Written request: Before turning to the material, reproduce the passage from the reading about Farago's life, starting at "After the war, Farago" and ending at "to South America.".
— begin Reading text —
Although he no longer plays the cello due to health issues, his mind stays active. Adding to the 10 languages he can speak, Farago is currently studying Modern Greek.

Since birth, music has taken center stage. The middle of three boys born to professional musicians, Farago took up the violin at the tender age of four, adding the piano a few years later. When he hit double digits, Farago’s father decided to form a string quartet with his three boys. The only issue was that no one played the cello until, one day, his father bought one and found a teacher.

“He told me to start playing, I did and I fell in love with it,” Farago recalled.

He has fond memories of the quartet, which played Hebrew melodies in concerts in his hometown. Farago even composed some of his first pieces, which the family quartet played to audiences. But World War II disrupted the tranquility of life. Although most of his family was allowed to stay put, Romanian antisemitic laws required that all Jewish men over 18 be sent to labor camps. He and his older brother were taken away, forced to work in fields and build roads in mountains, among other physical jobs.

After the war, Farago returned home and studied for a year in Bucharest. The talented musician then continued studying music in Budapest, Italy and France. Although he tried to pursue his career in France, as a foreigner he found it hard to find jobs. His break came in 1952 when he was offered a position with the Cape Philharmonic Orchestra in Cape Town, South Africa. Then, the opportunity to be principal cellist for the Brazil Symphony Orchestra in 1954 brought him to South America.
— end Reading text —
— begin Data lines —
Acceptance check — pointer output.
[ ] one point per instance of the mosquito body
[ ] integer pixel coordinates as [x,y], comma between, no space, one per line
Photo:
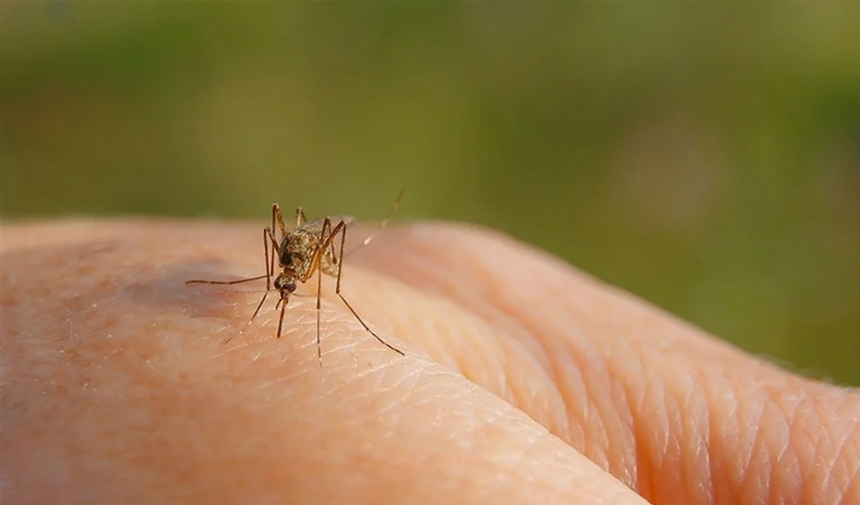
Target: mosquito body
[302,250]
— end Data lines —
Result below:
After the war, Farago returned home and studied for a year in Bucharest. The talented musician then continued studying music in Budapest, Italy and France. Although he tried to pursue his career in France, as a foreigner he found it hard to find jobs. His break came in 1952 when he was offered a position with the Cape Philharmonic Orchestra in Cape Town, South Africa. Then, the opportunity to be principal cellist for the Brazil Symphony Orchestra in 1954 brought him to South America.